**EXTRAIT DU TEXTE**
════════════════════

Et quand on n’est pas dans le passé, généralement on est dans l’espérance, dans l’espoir. L’espoir ou l’espérance chez les stoïciens, c’est la calamité absolue.

Il ne faut surtout pas entrer dans l’espérance car c’est à nouveau ce qui vous fait manquer le présent et qui vous donne l’illusion que ça ira mieux après.

Ca ira mieux quand j’aurai changé de voiture, de maison, de métier, de mari, de femme.

Mais pas du tout, en fait cela ne change rien, c’est l’illusion par excellence, c’est l’illusion de l’avenir.

Il y a chez les stoïciens la conviction qu’entre le passé et l’avenir nous manquons sans arrêt le présent.

 Comme dit un proverbe bouddhiste, « l’instant que tu vis en ce moment et les personnes que tu as à l’instant en face de toi, sont l’instant le plus important de ta vie et les personnes les plus importantes de ta vie parce que ce sont les seules réelles ».

Le passé n’existe plus, le futur n’existe pas encore et donc ne manque pas le présent au nom de la nostalgie, de la culpabilité ou de l’espérance, ces passions qui nous empêchent de vivre. Et on s’aperçoit qu’on a manqué sa vie, qu’on a toujours vécu dans les extases du temps qui n’existe pas, dans ces deux néants que sont le passé et l’avenir.

Ça va donner lieu, cette idée stoïcienne, à deux grandes traditions philosophiques.

════════════════════

**DONNÉES FOURNIES**
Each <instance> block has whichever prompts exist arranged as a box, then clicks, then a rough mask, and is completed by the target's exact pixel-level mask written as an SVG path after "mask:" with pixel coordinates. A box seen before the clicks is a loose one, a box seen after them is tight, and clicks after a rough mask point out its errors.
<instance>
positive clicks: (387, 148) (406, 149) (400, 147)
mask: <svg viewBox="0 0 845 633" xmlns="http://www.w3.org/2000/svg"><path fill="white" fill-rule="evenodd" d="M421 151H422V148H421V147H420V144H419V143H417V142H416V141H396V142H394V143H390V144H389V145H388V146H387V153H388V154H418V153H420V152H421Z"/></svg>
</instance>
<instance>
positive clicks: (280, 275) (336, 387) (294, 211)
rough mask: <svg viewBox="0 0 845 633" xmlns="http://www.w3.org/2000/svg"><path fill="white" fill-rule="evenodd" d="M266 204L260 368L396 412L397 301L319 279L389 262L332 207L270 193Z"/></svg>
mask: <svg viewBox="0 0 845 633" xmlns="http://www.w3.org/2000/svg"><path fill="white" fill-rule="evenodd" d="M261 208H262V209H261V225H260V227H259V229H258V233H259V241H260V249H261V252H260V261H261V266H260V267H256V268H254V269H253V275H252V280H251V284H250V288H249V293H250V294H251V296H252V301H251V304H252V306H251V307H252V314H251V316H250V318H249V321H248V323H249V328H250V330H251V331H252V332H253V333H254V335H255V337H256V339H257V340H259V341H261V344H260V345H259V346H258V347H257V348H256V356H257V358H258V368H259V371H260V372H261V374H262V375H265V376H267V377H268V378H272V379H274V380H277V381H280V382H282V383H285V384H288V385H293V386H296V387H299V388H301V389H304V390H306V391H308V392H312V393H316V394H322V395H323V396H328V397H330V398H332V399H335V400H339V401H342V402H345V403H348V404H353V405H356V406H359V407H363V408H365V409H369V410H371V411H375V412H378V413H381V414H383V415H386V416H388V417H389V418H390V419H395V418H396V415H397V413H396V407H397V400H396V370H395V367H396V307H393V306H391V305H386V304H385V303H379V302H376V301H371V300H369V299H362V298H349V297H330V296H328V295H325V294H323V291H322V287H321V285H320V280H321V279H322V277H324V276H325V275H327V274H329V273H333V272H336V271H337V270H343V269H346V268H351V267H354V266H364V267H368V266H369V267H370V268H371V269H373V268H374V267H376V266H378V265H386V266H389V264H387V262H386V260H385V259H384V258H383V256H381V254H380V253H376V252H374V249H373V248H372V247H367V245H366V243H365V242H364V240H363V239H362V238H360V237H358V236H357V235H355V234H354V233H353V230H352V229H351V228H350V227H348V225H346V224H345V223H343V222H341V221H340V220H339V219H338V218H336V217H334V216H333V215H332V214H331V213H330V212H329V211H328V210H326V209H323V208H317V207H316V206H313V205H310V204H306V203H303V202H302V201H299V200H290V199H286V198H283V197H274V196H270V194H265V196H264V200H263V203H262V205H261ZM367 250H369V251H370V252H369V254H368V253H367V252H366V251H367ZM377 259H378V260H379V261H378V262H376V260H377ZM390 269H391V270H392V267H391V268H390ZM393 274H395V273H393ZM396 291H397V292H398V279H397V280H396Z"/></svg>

════════════════════

**CONSIGNES**
1/ Reproduisez à l'identique le passage du texte sur les stoïciens qui s'ouvre sur les mots « Il ne faut surtout » et se clôt sur « ira mieux après. ».
2/ Poursuivez le texte sur les stoïciens à partir de sa dernière phrase.
La liste qui précède constitue un matériau indépendant du texte sur les stoïciens.

**CORRIGÉ**
1/
Il ne faut surtout pas entrer dans l’espérance car c’est à nouveau ce qui vous fait manquer le présent et qui vous donne l’illusion que ça ira mieux après.

2/
Une philosophie qui passera par les stoïciens, par Spinoza, par Nietzsche, par le matérialisme contemporain, qui est plutôt une philosophie qui nous invite à nous réconcilier avec le monde, à aimer le monde, plutôt que de regretter ou d’espérer sans arrêt.

Et puis au contraire, une philosophie qui sera plutôt une philosophie de la transformation du monde, une philosophie de l’idéal, qui prétend améliorer les choses au nom d’un avenir meilleur.

Pour expliquer cela à ma fille Gabriele, je lui disais la chose toute simple suivante mais qui va au fond de cette opposition entre ces deux visions du monde, celle qui nous invite à nous réconcilier avec le monde et celle où on nous invite à transformer le monde.

Une philosophie de la réconciliation et celle de la volonté.

Je lui disais que lorsque nous allons à Porquerolles, qu’on met son masque et ses palmes et qu’on descend dans l’eau pour aller regarder des fonds magnifiques et des poissons sublimes, on n’entre pas dans cette eau pour transformer le monde ou pour le changer, on entre dans cette eau pour ce réconcilier avec le monde. Et le fait est que quand on y entre, la plupart du temps on oublie totalement le passé et l’avenir, on est complètement dans le présent. On vit l’instant présent, on est en quelque sorte réconcilié avec le monde, on est dans l’amour du monde et on est dans ces moments là beaucoup plus heureux que n’importe quand où n’importe où ailleurs. Ce sont les moments de grâce.

Au contraire, quand on est ministre de l’éducation nationale on n’est vraiment pas dans la réconciliation avec le monde, on est toujours en train d’essayer de le transformer et le résultat de l’opération c’est qu’on se réveille  la nuit à 3 heures du matin en se disant « Est ce que j’ai bien fait ça, est ce que je n’ai pas dit une énorme bêtise, est ce que je n’aurais pas dû faire autrement, est ce que je ne vais pas avoir tel pépin demain, est ce que je n’aurais pas du faire comme ci et comme ça,… ». Et justement, à proportion du fait qu’on veut transformer le monde et qu’on essaye de l’améliorer et qu’on n’est pas là pour l’aimer mais pour le changer, on s’aperçoit qu’on est complètement prit dans les extases, les dimensions du temps qui sont celles du passé et de l’avenir, du futur.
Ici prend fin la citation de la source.